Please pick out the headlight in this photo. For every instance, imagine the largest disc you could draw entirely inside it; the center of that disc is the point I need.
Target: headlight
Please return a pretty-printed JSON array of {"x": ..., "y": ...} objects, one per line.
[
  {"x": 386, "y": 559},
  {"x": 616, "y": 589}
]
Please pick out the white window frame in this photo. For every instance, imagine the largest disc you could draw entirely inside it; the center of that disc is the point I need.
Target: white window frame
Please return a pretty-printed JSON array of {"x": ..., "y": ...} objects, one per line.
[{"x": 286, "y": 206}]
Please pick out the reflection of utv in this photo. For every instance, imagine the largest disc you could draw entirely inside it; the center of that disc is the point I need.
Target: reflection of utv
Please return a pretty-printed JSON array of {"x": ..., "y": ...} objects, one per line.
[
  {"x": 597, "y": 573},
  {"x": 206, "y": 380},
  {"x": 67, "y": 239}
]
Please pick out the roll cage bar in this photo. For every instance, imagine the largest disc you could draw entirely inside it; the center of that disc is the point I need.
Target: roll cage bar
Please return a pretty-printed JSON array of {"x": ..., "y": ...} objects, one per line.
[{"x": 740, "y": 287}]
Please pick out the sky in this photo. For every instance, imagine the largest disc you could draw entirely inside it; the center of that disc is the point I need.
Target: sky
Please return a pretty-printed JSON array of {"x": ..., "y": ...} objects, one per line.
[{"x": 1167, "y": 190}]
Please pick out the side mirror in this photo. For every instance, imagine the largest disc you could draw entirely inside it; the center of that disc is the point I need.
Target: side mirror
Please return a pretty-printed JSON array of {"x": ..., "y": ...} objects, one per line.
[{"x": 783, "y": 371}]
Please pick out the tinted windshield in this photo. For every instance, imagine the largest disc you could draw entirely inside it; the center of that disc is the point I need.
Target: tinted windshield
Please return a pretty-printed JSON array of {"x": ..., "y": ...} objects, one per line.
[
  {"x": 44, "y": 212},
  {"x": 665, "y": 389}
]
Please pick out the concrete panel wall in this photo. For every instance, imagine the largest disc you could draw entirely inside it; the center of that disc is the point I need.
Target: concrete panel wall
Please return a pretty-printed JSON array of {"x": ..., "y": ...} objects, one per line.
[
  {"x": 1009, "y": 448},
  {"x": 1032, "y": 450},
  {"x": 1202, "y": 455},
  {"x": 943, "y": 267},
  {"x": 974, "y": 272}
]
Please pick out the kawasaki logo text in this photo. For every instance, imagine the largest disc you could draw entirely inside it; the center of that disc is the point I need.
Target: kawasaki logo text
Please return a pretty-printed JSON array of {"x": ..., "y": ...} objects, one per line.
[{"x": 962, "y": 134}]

**REQUIRED ACTION:** From the very first line of the data through the line with "Target: headlight" in it, please reproduce each line exactly and output nothing more.

**EXERCISE ANSWER:**
Please pick out the headlight in this photo. For every instance, imagine the largest disc you could draw entirely inside it; the center of that disc is the point I need.
Target: headlight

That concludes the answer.